Your assignment:
In the data below, find the line containing "segment: muddy water pond"; reproduce that line and all subsequent lines exactly, and nothing else.

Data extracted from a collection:
*****

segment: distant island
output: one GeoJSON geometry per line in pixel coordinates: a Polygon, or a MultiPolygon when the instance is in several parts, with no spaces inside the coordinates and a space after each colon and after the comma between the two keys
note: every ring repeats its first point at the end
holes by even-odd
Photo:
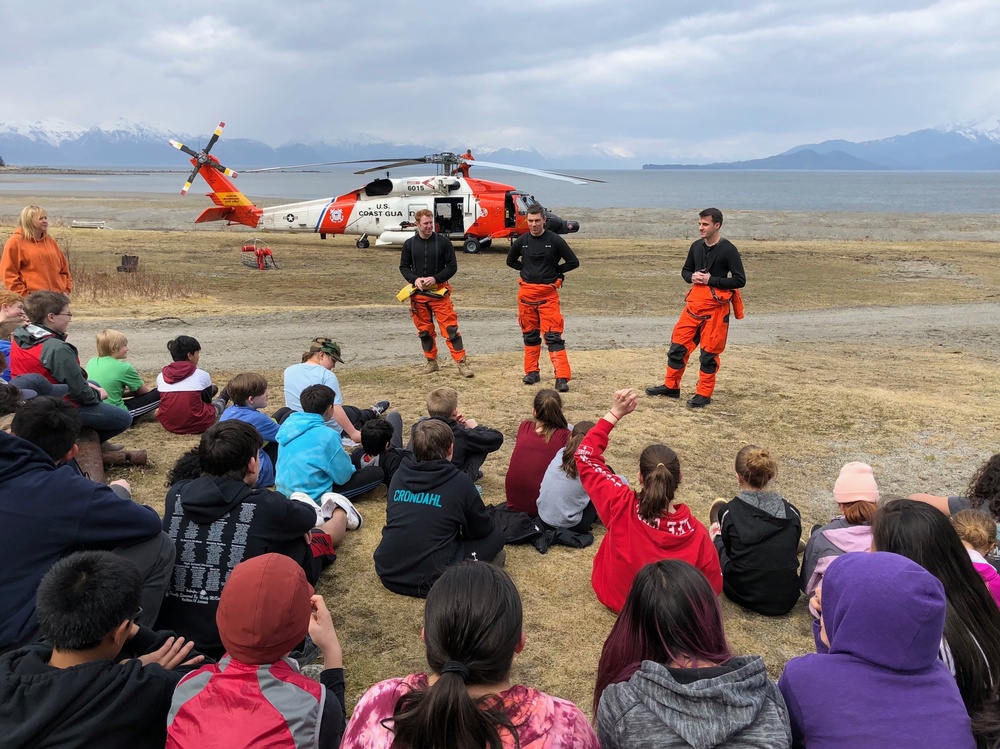
{"type": "Polygon", "coordinates": [[[801,171],[998,171],[1000,127],[950,127],[853,143],[827,140],[749,161],[643,164],[643,169],[776,169],[801,171]]]}

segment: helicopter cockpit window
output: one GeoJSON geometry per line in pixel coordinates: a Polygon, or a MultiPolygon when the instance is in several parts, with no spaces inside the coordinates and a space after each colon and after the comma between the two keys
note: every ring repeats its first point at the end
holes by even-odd
{"type": "Polygon", "coordinates": [[[517,196],[517,212],[522,216],[528,212],[528,206],[534,203],[534,198],[529,202],[525,199],[524,195],[517,196]]]}

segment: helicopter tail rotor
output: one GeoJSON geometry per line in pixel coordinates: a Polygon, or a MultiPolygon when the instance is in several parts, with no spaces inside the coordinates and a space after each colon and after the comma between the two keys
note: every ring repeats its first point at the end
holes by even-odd
{"type": "Polygon", "coordinates": [[[176,148],[178,151],[186,153],[195,162],[194,169],[191,170],[191,174],[188,176],[187,182],[184,183],[184,187],[181,189],[181,195],[187,195],[188,190],[191,189],[191,185],[194,184],[195,177],[198,176],[198,172],[201,171],[202,167],[207,166],[212,169],[216,169],[225,174],[227,177],[238,176],[237,173],[234,172],[232,169],[220,164],[217,158],[209,155],[209,151],[212,150],[212,146],[214,146],[216,141],[219,140],[219,137],[222,135],[222,130],[223,128],[225,128],[225,126],[226,126],[225,122],[219,123],[219,126],[215,128],[215,132],[212,133],[212,137],[209,138],[208,145],[205,146],[201,151],[195,151],[194,149],[188,148],[180,141],[176,141],[172,138],[170,139],[169,142],[171,146],[176,148]]]}

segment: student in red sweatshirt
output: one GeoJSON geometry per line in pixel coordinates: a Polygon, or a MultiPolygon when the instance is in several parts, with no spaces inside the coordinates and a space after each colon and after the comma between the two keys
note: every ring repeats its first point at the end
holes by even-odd
{"type": "Polygon", "coordinates": [[[604,462],[608,436],[636,407],[634,390],[618,390],[611,410],[587,433],[576,451],[583,488],[608,532],[594,557],[591,584],[597,599],[621,611],[632,578],[650,562],[680,559],[702,571],[716,595],[722,592],[719,555],[708,529],[687,505],[675,503],[681,481],[677,454],[666,445],[649,445],[639,456],[639,491],[604,462]]]}

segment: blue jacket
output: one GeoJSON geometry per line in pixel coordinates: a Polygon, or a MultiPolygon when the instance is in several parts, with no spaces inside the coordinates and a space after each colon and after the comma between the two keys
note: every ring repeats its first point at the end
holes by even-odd
{"type": "Polygon", "coordinates": [[[291,414],[278,429],[278,445],[275,488],[285,496],[305,492],[318,503],[335,484],[346,484],[354,475],[340,434],[321,414],[291,414]]]}
{"type": "Polygon", "coordinates": [[[35,590],[53,564],[73,551],[130,546],[161,530],[152,508],[70,466],[57,468],[30,442],[0,432],[0,650],[36,631],[35,590]]]}
{"type": "MultiPolygon", "coordinates": [[[[268,442],[274,442],[278,435],[278,422],[267,414],[262,414],[256,408],[250,408],[250,406],[237,406],[234,403],[223,411],[222,416],[219,417],[219,421],[229,421],[230,419],[245,421],[247,424],[252,426],[260,432],[260,436],[263,438],[265,445],[268,442]]],[[[269,486],[274,486],[274,465],[271,463],[270,456],[263,450],[259,450],[257,452],[257,461],[260,463],[260,473],[257,476],[257,481],[253,485],[254,488],[266,489],[269,486]]]]}

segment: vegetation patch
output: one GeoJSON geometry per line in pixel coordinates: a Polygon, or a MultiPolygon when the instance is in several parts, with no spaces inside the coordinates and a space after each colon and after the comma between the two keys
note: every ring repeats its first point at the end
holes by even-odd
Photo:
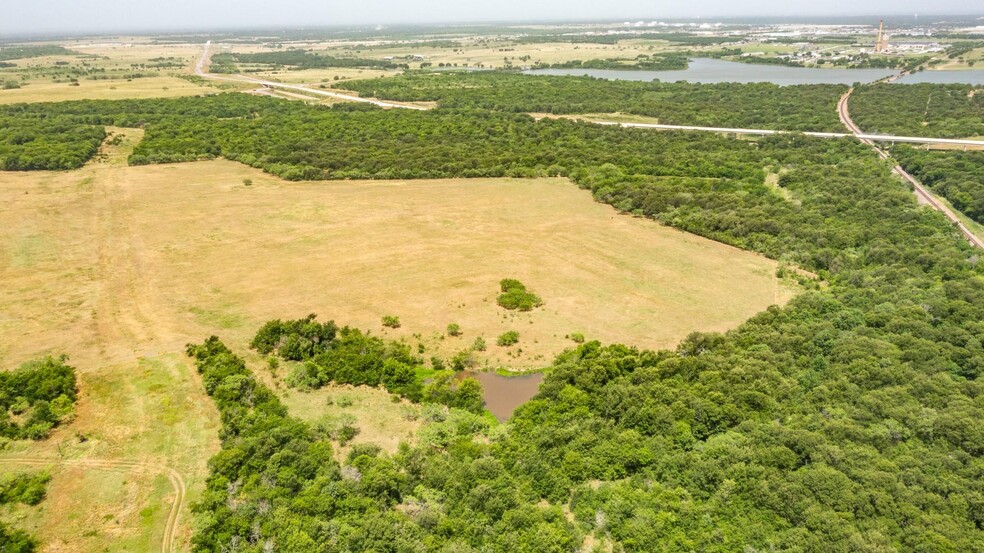
{"type": "MultiPolygon", "coordinates": [[[[51,475],[46,472],[15,473],[0,476],[0,506],[37,505],[46,494],[51,475]]],[[[0,551],[4,553],[33,553],[38,541],[27,532],[0,522],[0,551]]]]}
{"type": "Polygon", "coordinates": [[[842,132],[841,85],[694,84],[471,71],[348,81],[346,90],[403,102],[512,113],[628,113],[671,125],[842,132]]]}
{"type": "MultiPolygon", "coordinates": [[[[389,60],[370,58],[335,57],[316,54],[309,50],[288,49],[281,52],[258,52],[253,54],[231,53],[212,56],[211,71],[213,73],[237,73],[241,69],[236,64],[270,65],[274,67],[287,66],[292,69],[328,69],[328,68],[369,68],[369,69],[406,69],[406,64],[397,64],[389,60]]],[[[262,69],[247,69],[245,72],[262,71],[262,69]]]]}
{"type": "MultiPolygon", "coordinates": [[[[386,341],[355,328],[339,328],[333,321],[318,323],[315,317],[270,321],[253,338],[252,347],[260,353],[276,352],[284,359],[302,362],[288,375],[289,386],[301,390],[329,383],[383,387],[414,402],[438,402],[482,412],[478,381],[452,382],[438,377],[425,383],[420,377],[425,370],[424,361],[414,356],[407,344],[386,341]],[[473,401],[475,385],[478,402],[473,401]]],[[[465,364],[467,360],[457,363],[465,364]]]]}
{"type": "Polygon", "coordinates": [[[927,151],[900,144],[892,148],[892,156],[953,207],[984,224],[984,152],[927,151]]]}
{"type": "Polygon", "coordinates": [[[519,332],[516,332],[515,330],[507,330],[495,339],[495,343],[496,345],[504,348],[514,346],[519,343],[519,332]]]}
{"type": "Polygon", "coordinates": [[[75,55],[79,55],[79,53],[68,48],[50,44],[0,47],[0,61],[75,55]]]}
{"type": "Polygon", "coordinates": [[[0,372],[0,437],[41,440],[68,420],[78,393],[66,357],[46,357],[0,372]]]}
{"type": "Polygon", "coordinates": [[[51,475],[46,472],[0,476],[0,505],[37,505],[45,497],[48,482],[51,482],[51,475]]]}
{"type": "Polygon", "coordinates": [[[516,279],[502,279],[499,282],[499,291],[502,293],[495,301],[506,309],[532,311],[533,308],[543,305],[540,296],[527,290],[526,285],[516,279]]]}
{"type": "Polygon", "coordinates": [[[984,86],[871,84],[851,95],[851,117],[872,134],[984,136],[984,86]]]}

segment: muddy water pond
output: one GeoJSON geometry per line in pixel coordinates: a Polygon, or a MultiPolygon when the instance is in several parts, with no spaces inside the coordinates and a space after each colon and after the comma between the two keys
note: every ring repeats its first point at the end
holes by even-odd
{"type": "Polygon", "coordinates": [[[463,371],[458,378],[472,377],[482,383],[485,407],[500,421],[512,416],[517,407],[536,395],[543,373],[502,376],[494,372],[463,371]]]}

*****

Finished exercise:
segment: muddy water pond
output: one GeoJSON geometry per line in pixel coordinates: a Polygon, or a MultiPolygon when the instance is in several parts, with no spaces inside the coordinates and a space after each colon and after the comma between the two keys
note: every ring repeats its first point at the end
holes by even-odd
{"type": "Polygon", "coordinates": [[[463,371],[458,378],[472,377],[482,383],[485,407],[500,421],[512,416],[517,407],[536,395],[543,373],[502,376],[494,372],[463,371]]]}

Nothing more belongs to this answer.